### Text extract
····················
Wednesday, May 31, 2006

Optional

My jaw is on the floor. Last night on "The O'Reilly Factor," Billy called Iraq "an optional war." Wow. And the comments on NewsBusters show that right-wingers are adding him to the chorus of voices they used to revere, but now are all too willing to throw under the bus of their hard-right worldview.

Will wonders never cease?

No one ever listens to my predictions

The Republican nominee for President in 2008 is going to make George W. Bush look like a combination of Ralph Nader, Noam Chomsky and Dennis Kucinich. And when that whackjob wins, after a very short time we will all be nostalgic for the measured, intelligent, middle-of-the-road presidency of George W. Bush.

Tuesday, May 30, 2006

Those who cannot learn from history are doomed to repeat it

Dean Esmay, on Hitler's Germany:
There are serious academic scholars who say the German people, or at least vast swaths of them, were bullied and terrified into following Hitler's gang of criminals. A gang of criminals who were never legitimately elected. I can point you to academic sources that debunk the "Hitler was elected" nonsense any time you like. He and his group of thugs seized power, through terror duplicity and coercion. They then constructed an image of German national unity that had nothing to do with what everyday Germans actually thought.
Hmmmm.

Monday, May 29, 2006

Rhetorical question

Why don't those dead reporters file more *positive* stories about Iraq?

Tuesday, May 23, 2006

Monday, May 22, 2006

Slippytoad's got it right

Well, surprise: World Net Daily took the passage about Hitler and the Nazis out of the piece I wrote about last week. George Orwell, call your office. Meanwhile, a commenter on Crooks and Liars named Slippytoad pretty much summed up my feelings about the whole immigration "debate":
If you bothered to ask me what my position was, I would tell you very simply that we need to do three things: #1, we need to prosecute companies who wink and nod and hire illegals. This would stop the incentive for people to come in the country. If they don't have jobs to come to, they will stay home. #2, we need to make a serious and abiding effort to improve economic and trading relations with Mexico so that their economy is not an open cesspool of corruption and misery. We contributed to that mightily with the ill-conceived NAFTA giveaway to large corporations. We need leadership to come up with a trade program that actually improves economic conditions for everyone, instead of just for large companies. #3, we CANNOT deport 12 million people, and more importantly we should not. What we should do is make a sane and rational process for becoming naturalized that isn't up to the whims of paper-pushing assholes, and not insist on horrific punitive measures that are only there to make racist pricks feel good about "administerin' justice." The people are here, and they have families here, and some of them believe it or not are refugees from oppresive regimes who came to America because they thought it was the land of the free. We owe it to them to give them the opportunity to do it right, instead of wasting tremendous amounts of taxpayer money, blood, effort, and time doing a purely spiteful thing like yanking them out of the lives they have established here and putting them in tremendous peril, just because we've suddenly decided to enforce the rules that we've been winking and nodding at for 30 years. Large corporations enabled this situation by nudge nudging and selectively enforcing immigration laws. Nobody, especially the Republican Congress, deserves any political capital for suddenly creating a crisis out of whole cloth and capitalizing on it.
····················
### Supplied material

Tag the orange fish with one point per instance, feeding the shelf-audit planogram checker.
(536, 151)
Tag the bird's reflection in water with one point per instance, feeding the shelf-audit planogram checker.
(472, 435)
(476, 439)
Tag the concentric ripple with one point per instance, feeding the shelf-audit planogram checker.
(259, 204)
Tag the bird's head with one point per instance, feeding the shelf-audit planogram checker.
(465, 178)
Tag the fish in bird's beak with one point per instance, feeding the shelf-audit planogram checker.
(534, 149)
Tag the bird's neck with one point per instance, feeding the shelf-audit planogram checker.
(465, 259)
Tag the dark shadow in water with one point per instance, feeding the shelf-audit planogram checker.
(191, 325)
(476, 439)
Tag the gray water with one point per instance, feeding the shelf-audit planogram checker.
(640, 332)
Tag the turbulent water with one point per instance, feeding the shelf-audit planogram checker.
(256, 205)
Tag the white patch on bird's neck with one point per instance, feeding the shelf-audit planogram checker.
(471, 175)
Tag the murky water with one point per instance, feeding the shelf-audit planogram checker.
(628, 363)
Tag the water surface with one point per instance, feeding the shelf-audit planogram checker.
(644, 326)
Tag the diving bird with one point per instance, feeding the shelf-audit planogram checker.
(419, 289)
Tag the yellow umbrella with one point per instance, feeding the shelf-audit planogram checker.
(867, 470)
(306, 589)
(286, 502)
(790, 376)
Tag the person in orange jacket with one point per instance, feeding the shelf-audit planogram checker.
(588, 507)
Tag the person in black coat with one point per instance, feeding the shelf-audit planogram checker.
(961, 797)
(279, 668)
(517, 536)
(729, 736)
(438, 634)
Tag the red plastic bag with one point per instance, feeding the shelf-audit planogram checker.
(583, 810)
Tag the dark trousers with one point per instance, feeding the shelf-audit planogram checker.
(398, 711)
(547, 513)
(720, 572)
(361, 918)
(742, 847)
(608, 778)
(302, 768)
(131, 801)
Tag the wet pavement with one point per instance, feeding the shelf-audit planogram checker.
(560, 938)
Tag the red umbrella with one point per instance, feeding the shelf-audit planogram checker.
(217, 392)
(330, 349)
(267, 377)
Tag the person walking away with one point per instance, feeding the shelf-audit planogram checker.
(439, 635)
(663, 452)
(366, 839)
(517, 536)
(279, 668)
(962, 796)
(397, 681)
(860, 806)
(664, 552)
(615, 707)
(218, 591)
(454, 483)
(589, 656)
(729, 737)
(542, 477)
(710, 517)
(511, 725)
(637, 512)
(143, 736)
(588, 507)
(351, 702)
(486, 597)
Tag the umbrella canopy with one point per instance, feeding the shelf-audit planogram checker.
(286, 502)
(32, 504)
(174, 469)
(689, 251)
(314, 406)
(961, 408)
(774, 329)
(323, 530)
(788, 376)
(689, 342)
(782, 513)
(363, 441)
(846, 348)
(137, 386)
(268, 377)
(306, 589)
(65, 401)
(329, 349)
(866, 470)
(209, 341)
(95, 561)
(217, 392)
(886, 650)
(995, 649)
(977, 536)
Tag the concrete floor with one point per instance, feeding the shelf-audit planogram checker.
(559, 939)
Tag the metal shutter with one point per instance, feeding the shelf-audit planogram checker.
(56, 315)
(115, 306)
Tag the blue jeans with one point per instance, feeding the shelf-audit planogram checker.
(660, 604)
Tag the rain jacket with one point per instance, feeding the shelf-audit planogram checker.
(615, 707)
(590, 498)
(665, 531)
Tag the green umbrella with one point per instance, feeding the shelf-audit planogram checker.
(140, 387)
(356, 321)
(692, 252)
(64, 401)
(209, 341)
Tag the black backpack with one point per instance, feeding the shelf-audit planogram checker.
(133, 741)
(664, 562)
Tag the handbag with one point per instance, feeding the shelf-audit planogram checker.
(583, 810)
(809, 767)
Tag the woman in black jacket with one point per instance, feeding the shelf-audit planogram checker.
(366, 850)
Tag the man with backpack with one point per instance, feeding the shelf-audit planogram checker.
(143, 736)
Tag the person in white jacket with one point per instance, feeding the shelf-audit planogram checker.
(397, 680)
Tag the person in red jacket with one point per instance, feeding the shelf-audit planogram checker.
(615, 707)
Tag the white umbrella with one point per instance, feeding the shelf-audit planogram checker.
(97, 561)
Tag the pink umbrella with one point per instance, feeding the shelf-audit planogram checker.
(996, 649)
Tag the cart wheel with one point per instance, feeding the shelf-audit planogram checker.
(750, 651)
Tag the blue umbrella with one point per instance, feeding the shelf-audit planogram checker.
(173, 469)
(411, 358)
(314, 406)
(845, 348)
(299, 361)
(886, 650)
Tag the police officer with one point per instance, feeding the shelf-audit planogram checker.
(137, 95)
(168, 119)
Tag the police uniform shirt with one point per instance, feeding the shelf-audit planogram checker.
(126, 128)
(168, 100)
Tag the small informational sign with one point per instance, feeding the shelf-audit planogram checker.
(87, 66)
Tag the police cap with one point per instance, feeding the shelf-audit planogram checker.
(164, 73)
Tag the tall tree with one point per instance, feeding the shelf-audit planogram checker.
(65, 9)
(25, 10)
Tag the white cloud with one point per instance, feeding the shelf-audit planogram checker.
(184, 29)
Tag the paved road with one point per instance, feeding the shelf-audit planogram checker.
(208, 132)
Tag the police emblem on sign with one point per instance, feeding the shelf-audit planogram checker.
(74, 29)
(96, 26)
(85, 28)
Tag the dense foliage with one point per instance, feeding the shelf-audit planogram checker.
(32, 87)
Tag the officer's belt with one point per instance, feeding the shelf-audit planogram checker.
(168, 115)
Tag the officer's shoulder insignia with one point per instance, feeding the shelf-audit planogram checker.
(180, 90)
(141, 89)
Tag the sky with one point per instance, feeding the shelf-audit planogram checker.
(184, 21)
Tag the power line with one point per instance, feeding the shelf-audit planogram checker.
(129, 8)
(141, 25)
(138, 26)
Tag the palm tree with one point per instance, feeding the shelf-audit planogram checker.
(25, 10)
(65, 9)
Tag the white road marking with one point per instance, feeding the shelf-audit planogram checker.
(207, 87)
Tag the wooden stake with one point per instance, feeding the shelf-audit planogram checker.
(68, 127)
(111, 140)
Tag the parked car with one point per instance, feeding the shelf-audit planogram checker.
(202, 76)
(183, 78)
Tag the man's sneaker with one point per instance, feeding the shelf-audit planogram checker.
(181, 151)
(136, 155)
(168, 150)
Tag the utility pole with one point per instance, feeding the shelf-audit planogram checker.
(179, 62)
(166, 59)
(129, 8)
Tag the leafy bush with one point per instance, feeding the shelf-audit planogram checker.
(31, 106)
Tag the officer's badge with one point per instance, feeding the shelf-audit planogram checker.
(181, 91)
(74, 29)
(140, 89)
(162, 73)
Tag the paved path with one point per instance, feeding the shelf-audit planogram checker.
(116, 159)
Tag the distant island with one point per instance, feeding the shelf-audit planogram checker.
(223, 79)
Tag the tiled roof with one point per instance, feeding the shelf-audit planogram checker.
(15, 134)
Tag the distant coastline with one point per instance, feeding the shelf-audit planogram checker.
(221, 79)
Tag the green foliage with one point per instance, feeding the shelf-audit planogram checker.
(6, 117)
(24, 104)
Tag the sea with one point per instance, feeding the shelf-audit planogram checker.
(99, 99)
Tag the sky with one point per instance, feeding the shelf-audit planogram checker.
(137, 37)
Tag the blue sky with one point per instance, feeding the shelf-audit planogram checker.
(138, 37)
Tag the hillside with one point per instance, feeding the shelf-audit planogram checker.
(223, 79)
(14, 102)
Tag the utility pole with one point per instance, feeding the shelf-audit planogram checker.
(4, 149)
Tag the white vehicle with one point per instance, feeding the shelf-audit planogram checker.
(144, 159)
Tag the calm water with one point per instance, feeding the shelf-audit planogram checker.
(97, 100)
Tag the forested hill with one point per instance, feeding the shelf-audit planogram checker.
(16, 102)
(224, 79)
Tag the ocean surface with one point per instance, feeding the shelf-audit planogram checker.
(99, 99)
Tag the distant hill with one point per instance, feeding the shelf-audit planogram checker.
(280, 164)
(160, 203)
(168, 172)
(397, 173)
····················
### List of tasks
A – Render this sentence from the May 2006 blog posts in Spanish: "If they don't have jobs to come to, they will stay home."
B – Proceed with the May 2006 blog posts from the point where they stop.

### Answers for this exercise
A – Si no tienen trabajos a los que venir, se quedarán en casa.

B –
And that's what I'm really fucking sick of. The hysterical bullshit assertion that this is suddenly a crisis. Jesus Fuck, I grew up in Denver, Co, and know goddamn well what's going on. DO NOT presume to tell ME what I do or do not understand about immigration. You have no idea who I am or what I do or who I know, so you can climb off your fuckin' high horse of knowledge and come down here where your assertions stand or fall based on their truth. And the truth of it is, we are engaged in this discussion because Republicans are scared shitless of losing their base. And the reason they are using this issue is to scare their base with the image of a bunch of "filthy brown people" scumming up their alabaster fucking communities. And any impulse in that direction I encounter from anyone will be met with unremitting, withering scorn. Deal with the REAL ISSUE. Do not make up fake issues to scream about. I will mock you, I will get the facts, I will jam them right up your ass, and I will shut you down. Bank on it.

Friday, May 19, 2006

Explaining water to a goldfish

John Gibson went out of his way to be offended that anyone could have concluded that he was racist from his recent racist remarks about how white people need to have more babies to catch up to Hispanics. (I love it when they dig themselves in deeper.) His defense boiled down to "Hey, I love Mexicans. I just hate Muslims." Thanks for clearing that up, John. We were worried there for a minute.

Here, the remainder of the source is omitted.